**Article**
Glen Tippet and Franco Tiger

11 November 2014

After varied careers Glen Tippet turned to harness racing and made Franco Tiger a Grand Circuit Winner

By Bill Ellis


During the years he was pursuing a career as a teacher in the Victorian education system there was never any suggestion or any hint of the vocation Glen Tippet was destined to follow.

Nor was it evident when he soon after gained employment as Victorian State Manager of the car carrying division of the large freight organisation TNT.

“I did my three years training and started my teaching career at a school in Footscray, an inner western suburb of Melbourne, but I soon discovered it just wasn’t for me and I didn’t last long,” he recalls.

How long?

“One week,” he says with a laugh.

During the next phase of his life though, circumstances conspired to dramatically alter his career path and set him on the course to developing a high profile as a harness racing trainer.

His younger brother, Ken (now an accomplished trainer-driver) had always been interested in horses through various activities such as pony clubs and was the first to venture into harness racing by spending his time at weekends assisting in stables.

**Recorded data**
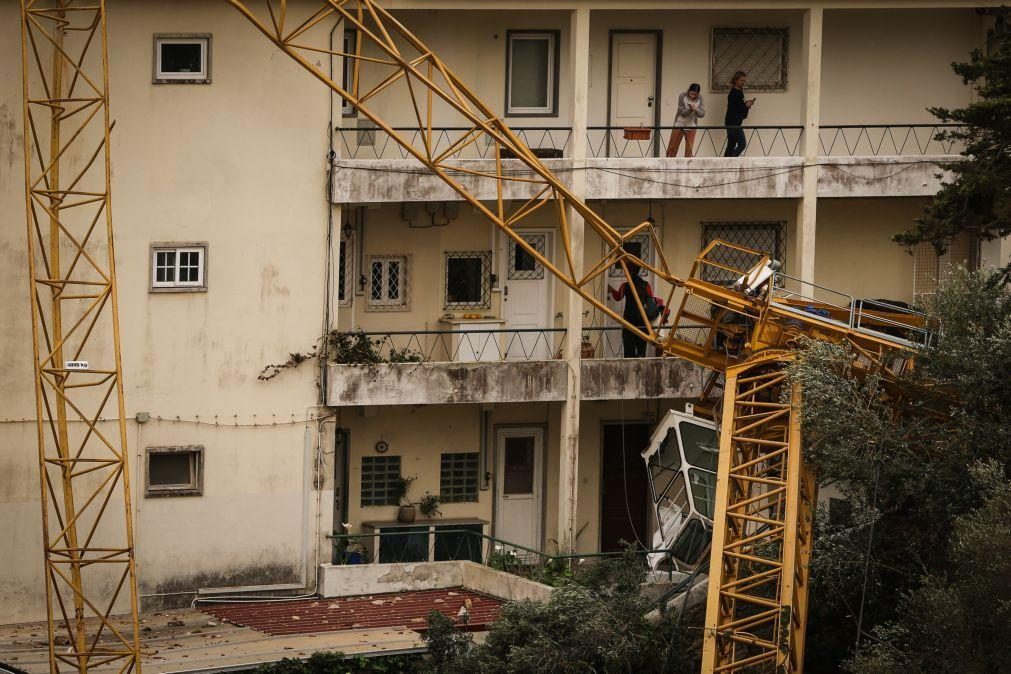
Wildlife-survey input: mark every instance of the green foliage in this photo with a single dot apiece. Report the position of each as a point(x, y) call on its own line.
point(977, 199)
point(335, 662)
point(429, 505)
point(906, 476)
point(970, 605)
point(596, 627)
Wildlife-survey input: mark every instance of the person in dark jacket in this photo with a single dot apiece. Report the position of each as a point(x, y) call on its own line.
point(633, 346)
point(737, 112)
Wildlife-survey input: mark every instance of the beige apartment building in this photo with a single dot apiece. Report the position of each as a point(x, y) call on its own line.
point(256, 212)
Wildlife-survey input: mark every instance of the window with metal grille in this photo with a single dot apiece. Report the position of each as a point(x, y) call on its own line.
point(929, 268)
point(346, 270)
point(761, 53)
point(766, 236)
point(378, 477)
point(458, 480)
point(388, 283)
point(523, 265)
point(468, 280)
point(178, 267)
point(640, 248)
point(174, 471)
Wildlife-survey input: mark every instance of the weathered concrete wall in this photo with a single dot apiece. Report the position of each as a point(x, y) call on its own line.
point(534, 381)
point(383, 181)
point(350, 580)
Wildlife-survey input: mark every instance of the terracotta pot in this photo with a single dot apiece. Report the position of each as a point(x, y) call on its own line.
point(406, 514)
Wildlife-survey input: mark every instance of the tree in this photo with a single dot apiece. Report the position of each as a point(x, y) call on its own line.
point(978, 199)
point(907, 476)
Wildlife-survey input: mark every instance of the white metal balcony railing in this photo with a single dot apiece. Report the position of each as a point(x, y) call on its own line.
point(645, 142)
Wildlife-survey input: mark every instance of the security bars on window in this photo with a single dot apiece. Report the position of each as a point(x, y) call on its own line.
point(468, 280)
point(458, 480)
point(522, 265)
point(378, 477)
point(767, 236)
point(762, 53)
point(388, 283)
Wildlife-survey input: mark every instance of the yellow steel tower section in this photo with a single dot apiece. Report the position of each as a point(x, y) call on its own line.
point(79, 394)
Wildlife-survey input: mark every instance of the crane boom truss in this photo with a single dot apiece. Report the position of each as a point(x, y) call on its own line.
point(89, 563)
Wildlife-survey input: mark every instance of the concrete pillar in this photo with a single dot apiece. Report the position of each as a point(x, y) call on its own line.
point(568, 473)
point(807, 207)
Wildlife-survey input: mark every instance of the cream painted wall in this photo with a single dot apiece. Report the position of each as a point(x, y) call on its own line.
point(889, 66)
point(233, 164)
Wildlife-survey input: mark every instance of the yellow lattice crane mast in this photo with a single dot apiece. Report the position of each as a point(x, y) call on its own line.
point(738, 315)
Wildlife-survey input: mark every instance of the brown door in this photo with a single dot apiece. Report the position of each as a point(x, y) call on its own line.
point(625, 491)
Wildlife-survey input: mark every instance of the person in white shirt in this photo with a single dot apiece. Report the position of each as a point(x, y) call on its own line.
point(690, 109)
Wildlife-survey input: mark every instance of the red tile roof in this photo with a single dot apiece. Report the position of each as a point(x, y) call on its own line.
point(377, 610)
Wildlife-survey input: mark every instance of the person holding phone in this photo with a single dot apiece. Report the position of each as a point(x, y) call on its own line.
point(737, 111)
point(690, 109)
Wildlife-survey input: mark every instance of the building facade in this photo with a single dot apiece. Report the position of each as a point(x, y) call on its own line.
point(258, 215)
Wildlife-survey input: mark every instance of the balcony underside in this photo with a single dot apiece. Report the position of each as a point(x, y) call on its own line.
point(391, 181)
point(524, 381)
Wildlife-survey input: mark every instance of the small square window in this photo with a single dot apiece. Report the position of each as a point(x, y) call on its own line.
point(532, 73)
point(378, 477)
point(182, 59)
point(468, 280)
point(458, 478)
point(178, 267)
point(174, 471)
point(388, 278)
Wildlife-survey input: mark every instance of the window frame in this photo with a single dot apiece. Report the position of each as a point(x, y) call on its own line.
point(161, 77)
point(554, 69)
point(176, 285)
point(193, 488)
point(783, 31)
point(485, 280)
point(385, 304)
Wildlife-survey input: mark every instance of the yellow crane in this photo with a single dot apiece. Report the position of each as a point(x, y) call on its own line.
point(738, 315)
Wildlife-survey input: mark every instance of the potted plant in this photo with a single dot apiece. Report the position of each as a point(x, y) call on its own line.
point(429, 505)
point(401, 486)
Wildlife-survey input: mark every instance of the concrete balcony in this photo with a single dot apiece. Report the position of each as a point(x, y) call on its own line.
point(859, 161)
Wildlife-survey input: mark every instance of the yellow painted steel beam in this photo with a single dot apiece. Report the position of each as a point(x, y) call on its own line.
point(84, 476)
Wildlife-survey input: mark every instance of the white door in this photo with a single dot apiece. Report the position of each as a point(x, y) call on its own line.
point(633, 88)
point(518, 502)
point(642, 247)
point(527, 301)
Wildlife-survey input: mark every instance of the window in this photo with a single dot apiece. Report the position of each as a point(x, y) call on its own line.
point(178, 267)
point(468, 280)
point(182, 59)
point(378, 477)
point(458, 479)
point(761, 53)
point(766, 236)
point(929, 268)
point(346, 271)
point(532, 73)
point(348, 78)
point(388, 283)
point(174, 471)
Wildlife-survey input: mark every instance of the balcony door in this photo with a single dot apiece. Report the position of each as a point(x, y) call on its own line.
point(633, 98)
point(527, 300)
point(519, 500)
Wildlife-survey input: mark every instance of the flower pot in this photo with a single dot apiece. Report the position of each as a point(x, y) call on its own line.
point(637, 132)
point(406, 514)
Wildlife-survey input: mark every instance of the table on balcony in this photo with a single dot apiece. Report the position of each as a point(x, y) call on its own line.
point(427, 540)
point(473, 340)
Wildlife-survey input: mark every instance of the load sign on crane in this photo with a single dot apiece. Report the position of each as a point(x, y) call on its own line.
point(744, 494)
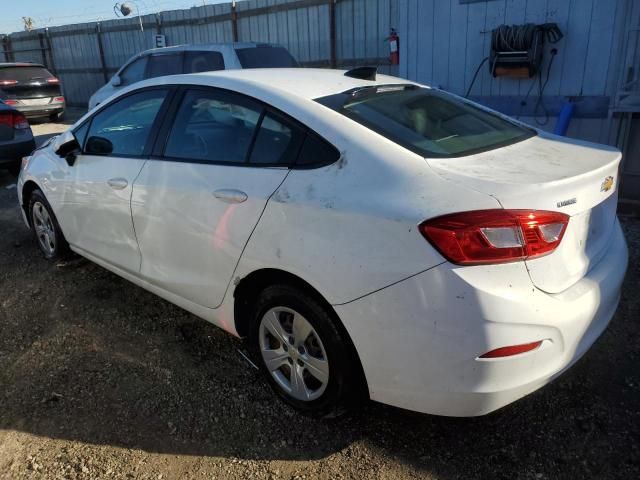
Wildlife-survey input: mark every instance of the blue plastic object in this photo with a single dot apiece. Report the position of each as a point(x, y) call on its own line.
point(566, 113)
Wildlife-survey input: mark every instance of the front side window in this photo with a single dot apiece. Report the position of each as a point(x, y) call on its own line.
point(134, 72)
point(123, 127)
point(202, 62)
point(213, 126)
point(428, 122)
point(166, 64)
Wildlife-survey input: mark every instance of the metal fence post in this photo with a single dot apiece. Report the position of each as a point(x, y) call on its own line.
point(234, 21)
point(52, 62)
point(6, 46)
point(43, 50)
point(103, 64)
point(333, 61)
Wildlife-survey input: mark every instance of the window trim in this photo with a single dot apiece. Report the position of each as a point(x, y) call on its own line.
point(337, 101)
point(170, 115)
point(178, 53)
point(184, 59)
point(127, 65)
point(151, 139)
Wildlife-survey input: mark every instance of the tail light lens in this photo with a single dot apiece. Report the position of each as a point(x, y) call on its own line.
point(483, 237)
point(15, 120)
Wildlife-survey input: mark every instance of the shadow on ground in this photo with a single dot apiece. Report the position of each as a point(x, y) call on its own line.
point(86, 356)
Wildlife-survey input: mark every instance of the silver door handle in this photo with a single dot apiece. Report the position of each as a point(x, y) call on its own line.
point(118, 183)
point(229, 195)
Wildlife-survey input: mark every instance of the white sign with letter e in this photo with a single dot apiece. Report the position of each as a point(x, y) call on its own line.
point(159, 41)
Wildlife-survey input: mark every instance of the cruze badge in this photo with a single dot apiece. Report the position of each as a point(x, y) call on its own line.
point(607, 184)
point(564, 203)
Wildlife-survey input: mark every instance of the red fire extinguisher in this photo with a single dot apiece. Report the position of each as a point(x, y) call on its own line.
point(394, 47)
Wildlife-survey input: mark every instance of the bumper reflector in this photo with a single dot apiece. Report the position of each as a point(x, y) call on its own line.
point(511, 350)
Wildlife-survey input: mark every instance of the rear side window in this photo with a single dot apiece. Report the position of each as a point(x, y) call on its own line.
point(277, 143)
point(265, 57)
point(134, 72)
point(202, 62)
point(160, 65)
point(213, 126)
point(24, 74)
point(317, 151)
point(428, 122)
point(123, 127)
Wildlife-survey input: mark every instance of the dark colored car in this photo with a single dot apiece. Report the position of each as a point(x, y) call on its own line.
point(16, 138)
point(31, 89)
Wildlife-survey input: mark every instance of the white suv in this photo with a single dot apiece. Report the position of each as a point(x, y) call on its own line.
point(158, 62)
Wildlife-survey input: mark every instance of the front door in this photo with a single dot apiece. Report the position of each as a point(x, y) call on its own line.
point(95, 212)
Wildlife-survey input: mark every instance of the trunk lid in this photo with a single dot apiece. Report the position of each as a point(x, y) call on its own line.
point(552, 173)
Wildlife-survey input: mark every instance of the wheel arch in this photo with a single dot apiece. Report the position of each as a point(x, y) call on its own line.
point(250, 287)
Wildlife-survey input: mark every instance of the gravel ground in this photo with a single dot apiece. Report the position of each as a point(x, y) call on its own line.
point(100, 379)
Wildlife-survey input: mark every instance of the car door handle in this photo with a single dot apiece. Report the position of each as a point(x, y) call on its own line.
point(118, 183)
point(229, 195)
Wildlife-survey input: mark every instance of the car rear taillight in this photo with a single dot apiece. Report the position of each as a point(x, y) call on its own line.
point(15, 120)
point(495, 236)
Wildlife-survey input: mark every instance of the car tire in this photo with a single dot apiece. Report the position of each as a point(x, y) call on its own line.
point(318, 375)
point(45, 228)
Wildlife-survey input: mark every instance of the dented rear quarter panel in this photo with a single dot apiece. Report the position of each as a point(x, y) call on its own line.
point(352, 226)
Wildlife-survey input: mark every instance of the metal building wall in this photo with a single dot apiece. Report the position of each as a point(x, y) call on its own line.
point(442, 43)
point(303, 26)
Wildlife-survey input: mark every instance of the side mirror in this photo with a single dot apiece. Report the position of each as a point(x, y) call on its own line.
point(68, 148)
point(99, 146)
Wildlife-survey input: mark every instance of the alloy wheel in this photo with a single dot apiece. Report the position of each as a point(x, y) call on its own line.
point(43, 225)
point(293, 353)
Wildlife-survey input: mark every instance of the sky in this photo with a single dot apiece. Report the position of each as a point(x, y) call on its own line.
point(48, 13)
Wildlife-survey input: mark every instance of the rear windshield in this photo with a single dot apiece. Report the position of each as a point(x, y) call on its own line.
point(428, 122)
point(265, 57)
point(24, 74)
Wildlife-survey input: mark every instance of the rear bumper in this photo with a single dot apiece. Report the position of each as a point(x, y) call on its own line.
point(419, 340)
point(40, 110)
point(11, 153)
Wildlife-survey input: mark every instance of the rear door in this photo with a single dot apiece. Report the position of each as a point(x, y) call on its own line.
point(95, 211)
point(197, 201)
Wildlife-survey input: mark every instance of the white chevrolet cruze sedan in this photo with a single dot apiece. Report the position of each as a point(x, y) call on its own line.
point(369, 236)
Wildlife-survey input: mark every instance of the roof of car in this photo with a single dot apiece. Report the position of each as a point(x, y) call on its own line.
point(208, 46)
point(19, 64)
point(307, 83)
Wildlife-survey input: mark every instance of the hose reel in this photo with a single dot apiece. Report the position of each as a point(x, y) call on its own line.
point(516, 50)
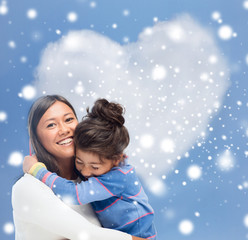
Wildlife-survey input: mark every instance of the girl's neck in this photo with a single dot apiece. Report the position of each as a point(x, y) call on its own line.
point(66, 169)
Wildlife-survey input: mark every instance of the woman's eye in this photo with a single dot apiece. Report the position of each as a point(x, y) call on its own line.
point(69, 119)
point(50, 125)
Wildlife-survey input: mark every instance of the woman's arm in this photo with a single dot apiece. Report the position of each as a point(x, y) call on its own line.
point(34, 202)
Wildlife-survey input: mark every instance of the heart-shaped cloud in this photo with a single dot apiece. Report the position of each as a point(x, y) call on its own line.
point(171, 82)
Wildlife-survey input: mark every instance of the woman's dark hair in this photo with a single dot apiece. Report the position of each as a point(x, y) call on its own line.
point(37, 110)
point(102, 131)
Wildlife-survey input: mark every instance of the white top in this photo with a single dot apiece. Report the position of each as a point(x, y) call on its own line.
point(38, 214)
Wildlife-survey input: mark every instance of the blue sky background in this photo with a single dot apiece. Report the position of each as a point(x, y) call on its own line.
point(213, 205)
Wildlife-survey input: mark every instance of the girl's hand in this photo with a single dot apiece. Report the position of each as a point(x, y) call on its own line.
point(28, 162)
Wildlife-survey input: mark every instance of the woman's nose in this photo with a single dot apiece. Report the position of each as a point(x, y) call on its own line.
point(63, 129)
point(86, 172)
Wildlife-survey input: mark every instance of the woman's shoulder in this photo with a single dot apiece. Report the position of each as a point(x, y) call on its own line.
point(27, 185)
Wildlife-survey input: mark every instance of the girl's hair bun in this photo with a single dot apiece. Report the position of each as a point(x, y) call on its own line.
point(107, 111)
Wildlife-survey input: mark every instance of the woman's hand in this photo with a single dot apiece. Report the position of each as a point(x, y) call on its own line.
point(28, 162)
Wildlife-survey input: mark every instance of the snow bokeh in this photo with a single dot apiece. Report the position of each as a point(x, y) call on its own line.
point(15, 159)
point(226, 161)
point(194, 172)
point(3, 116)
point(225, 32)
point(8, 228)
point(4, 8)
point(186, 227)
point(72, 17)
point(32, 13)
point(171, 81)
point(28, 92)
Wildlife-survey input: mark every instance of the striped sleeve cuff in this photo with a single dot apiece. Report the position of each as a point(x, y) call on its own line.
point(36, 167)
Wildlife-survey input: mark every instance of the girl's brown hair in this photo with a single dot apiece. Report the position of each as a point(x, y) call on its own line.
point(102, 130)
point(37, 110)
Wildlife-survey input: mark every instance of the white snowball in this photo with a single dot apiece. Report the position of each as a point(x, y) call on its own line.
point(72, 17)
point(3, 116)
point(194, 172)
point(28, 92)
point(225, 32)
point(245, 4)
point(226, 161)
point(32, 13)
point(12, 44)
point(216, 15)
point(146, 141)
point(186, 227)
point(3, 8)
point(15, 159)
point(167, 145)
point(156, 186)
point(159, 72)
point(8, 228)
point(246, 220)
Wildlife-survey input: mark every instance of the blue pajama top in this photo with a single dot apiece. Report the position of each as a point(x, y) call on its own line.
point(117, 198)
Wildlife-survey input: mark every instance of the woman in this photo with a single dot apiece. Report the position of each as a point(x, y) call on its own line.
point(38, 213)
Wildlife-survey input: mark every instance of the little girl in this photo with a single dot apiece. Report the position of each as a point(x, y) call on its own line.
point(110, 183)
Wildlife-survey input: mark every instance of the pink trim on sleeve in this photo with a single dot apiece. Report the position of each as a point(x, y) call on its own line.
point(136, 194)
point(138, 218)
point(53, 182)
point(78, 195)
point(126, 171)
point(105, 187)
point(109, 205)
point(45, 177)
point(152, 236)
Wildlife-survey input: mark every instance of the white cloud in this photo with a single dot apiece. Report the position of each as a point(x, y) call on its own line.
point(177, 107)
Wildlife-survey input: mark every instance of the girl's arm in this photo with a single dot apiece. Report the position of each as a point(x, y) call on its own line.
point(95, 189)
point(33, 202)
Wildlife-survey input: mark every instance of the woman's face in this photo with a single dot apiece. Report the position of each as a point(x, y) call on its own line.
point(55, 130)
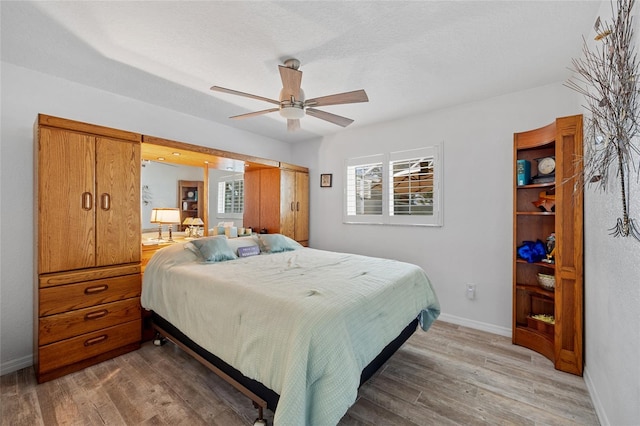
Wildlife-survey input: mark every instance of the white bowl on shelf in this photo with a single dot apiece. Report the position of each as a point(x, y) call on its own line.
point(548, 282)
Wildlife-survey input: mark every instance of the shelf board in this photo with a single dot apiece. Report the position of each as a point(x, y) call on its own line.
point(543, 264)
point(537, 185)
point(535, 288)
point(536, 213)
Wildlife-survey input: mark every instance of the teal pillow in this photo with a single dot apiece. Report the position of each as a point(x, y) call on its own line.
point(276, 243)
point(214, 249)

**Things to do**
• A. Answer these questions from the article on Glen Tippet:
(i) In which suburb did he start his teaching career?
(ii) What position did he hold with TNT?
(iii) Through what activities had his brother Ken been interested in horses?
• B. Reproduce the passage of the article on Glen Tippet starting with "During the next" and going on through "harness racing trainer.".

**Complete answers**
• A.
(i) Footscray, an inner western suburb of Melbourne.
(ii) Victorian State Manager of the car carrying division.
(iii) Activities such as pony clubs.

• B.
During the next phase of his life though, circumstances conspired to dramatically alter his career path and set him on the course to developing a high profile as a harness racing trainer.